Problem to solve. Format every line of the material below as a numbered list, skipping blank lines and leaving the pictures out.

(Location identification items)
========================================================================

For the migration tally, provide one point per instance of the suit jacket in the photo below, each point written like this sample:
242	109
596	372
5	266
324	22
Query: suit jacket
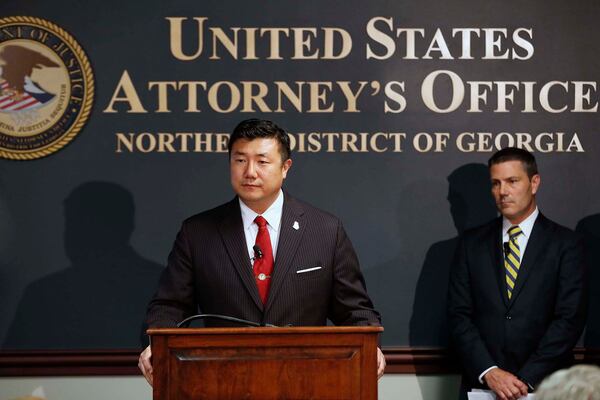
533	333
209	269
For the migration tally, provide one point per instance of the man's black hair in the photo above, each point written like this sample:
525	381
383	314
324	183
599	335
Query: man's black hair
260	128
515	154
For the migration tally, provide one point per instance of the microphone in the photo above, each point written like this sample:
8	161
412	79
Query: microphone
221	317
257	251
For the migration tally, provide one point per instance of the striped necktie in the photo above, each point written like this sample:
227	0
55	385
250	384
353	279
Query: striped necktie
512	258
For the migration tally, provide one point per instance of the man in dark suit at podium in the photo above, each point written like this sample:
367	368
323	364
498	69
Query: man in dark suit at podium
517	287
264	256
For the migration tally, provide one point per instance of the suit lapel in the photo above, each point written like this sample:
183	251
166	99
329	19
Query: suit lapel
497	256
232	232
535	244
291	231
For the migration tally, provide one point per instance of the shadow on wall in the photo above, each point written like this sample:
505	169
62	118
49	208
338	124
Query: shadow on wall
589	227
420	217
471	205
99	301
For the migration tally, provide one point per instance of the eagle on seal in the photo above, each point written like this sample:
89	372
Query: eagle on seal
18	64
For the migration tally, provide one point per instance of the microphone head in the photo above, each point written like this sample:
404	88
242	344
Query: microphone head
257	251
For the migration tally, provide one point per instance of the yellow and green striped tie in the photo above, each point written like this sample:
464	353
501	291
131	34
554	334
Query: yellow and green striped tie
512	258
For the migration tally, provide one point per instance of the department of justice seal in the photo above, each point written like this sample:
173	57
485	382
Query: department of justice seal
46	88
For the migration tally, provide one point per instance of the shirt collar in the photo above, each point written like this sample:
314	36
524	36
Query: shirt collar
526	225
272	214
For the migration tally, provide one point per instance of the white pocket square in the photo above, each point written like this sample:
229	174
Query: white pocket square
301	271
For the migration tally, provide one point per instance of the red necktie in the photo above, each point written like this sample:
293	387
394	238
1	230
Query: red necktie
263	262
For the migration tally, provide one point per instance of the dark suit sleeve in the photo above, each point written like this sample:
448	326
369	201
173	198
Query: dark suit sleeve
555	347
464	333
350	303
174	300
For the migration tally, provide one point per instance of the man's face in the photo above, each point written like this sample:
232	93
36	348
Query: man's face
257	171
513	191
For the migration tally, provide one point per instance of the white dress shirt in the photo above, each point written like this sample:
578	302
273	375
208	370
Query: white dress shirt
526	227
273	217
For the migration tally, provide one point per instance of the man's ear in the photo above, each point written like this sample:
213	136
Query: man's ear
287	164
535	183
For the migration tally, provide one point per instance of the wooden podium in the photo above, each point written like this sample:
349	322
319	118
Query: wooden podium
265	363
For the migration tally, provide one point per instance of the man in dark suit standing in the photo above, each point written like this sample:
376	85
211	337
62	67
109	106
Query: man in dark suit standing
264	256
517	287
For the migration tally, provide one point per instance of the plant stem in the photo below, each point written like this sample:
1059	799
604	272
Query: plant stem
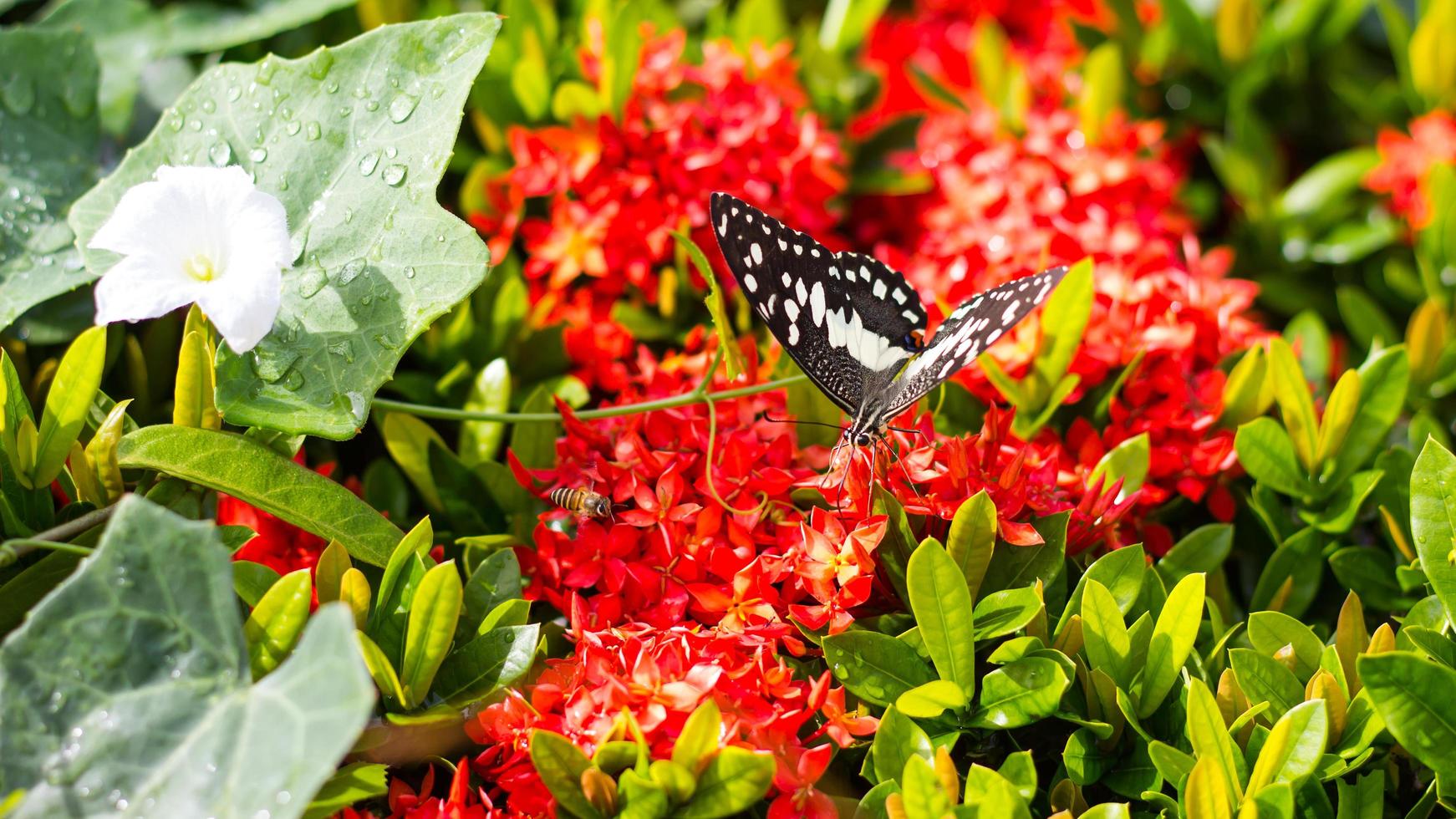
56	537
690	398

========================================================================

Answer to this task.
1. For the migration tally, provide one point per instance of the suit jacket in the photo below, each point written like this sample:
2. 242	109
3. 596	372
4. 5	266
5. 324	22
6. Query: suit jacket
7. 533	333
8. 209	269
9. For the migration tally, provide one point per instance of the man's black hair in the photo above, each point written like this sample:
10. 525	381
11. 383	314
12. 324	183
13. 599	335
14. Query: man's black hair
15. 260	128
16. 515	154
17. For the migration tally, provide one point per instance of the microphone in the photo above, each point written like this sample:
18. 8	161
19. 412	79
20. Query: microphone
21. 221	317
22. 257	251
23. For the migration tally, provide one point per instance of the striped necktie in the photo above, each point written like this sample:
24. 227	0
25. 55	385
26. 250	384
27. 353	279
28. Query: striped necktie
29. 512	258
30. For the migration tally, provide one point per instance of the man in dark suit at podium in the photo above, each point written like this sample:
31. 367	368
32. 323	364
33. 498	69
34. Query: man in dark suit at podium
35. 517	287
36. 264	256
37. For the migration tally, provide one point per instance of the suit lapel in the photo above, each point written like this sample:
38. 183	251
39. 166	99
40. 329	19
41. Query: suit lapel
42. 497	256
43. 232	232
44. 535	244
45. 291	231
46. For the migration tally, provide one point per instance of the shadow on wall in the photo above, each point written like this sample:
47. 505	169
48. 62	118
49. 49	208
50. 338	124
51. Query: shadow on wall
52. 589	227
53. 420	217
54. 471	205
55. 99	301
56. For the migration tally, provide one point per instance of the eagle on seal in the photo above, each point written like this sample:
57. 89	372
58. Query: eagle on seal
59. 18	64
60. For the migration tally, provide one point per instance of the microphone head in the photo above, each point written like this sample:
61. 404	88
62. 242	344
63. Query: microphone head
64. 257	251
65. For the migration tally, provide one point per instance of the yellow and green striped tie in the photo above, each point written like this sample:
66. 464	353
67. 501	291
68. 131	34
69. 554	334
70. Query: yellow and green striped tie
71. 512	258
72. For the migration tally, provide one point per instance of the department of justice seal in the photo above, each point written like this sample:
73. 173	57
74. 485	382
75. Query: department of justice seal
76. 46	88
77. For the migration tally, provide one point per instance of the shirt collar in the photo above, each point written like this sample:
78. 314	36
79. 524	36
80. Query: shirt collar
81. 526	225
82. 272	214
83. For the migration tally, provide one point per instance of the white pocket square in the photo above, each point written like this sample:
84. 229	174
85. Query: white pocket square
86. 301	271
87. For the migration tally, provide one point per instance of the red necktie in the photo above, each point written like this sample:
88. 293	387
89. 394	238
90. 1	230
91. Query: red necktie
92. 263	262
93. For the migration tally, provide one point per instance of the dark suit sleeve in the photo above, each point written like this sample:
94. 448	326
95. 369	201
96. 173	198
97. Query: dark suit sleeve
98. 555	347
99. 464	333
100. 350	303
101. 174	300
102. For the migration tally, provide one point per instance of the man's face in the photo above, each point written like this sample:
103. 232	93
104. 36	348
105. Query: man's face
106. 257	171
107. 513	191
108. For the migration tally, provide one point per instance of the white dress shirt in the photo above, each point written like this sample:
109. 578	302
110. 273	375
111. 208	370
112. Query: white dress shirt
113. 526	227
114. 273	217
115. For the migration tally, provide one point per instance of the man's ear in the photo above, each point written like this sample:
116. 213	136
117. Query: man's ear
118. 287	164
119. 535	183
120. For the migration tally, provide one point per instance of the wooden podium in the photo above, each point written like this sample:
121. 349	322
122. 319	118
123. Query: wooden podium
124. 265	363
125. For the migration tally, provide one point per instance of the man in dark suit standing in the photo above, each point written like this sample:
126. 376	85
127. 211	337
128. 62	67
129. 109	106
130. Query: man in dark suit standing
131. 264	256
132. 517	287
133. For the migration tally, provide one point per instance of the plant stem in the photo below, each point written like this sample:
134. 1059	799
135. 604	272
136. Query: plant stem
137. 56	537
138. 690	398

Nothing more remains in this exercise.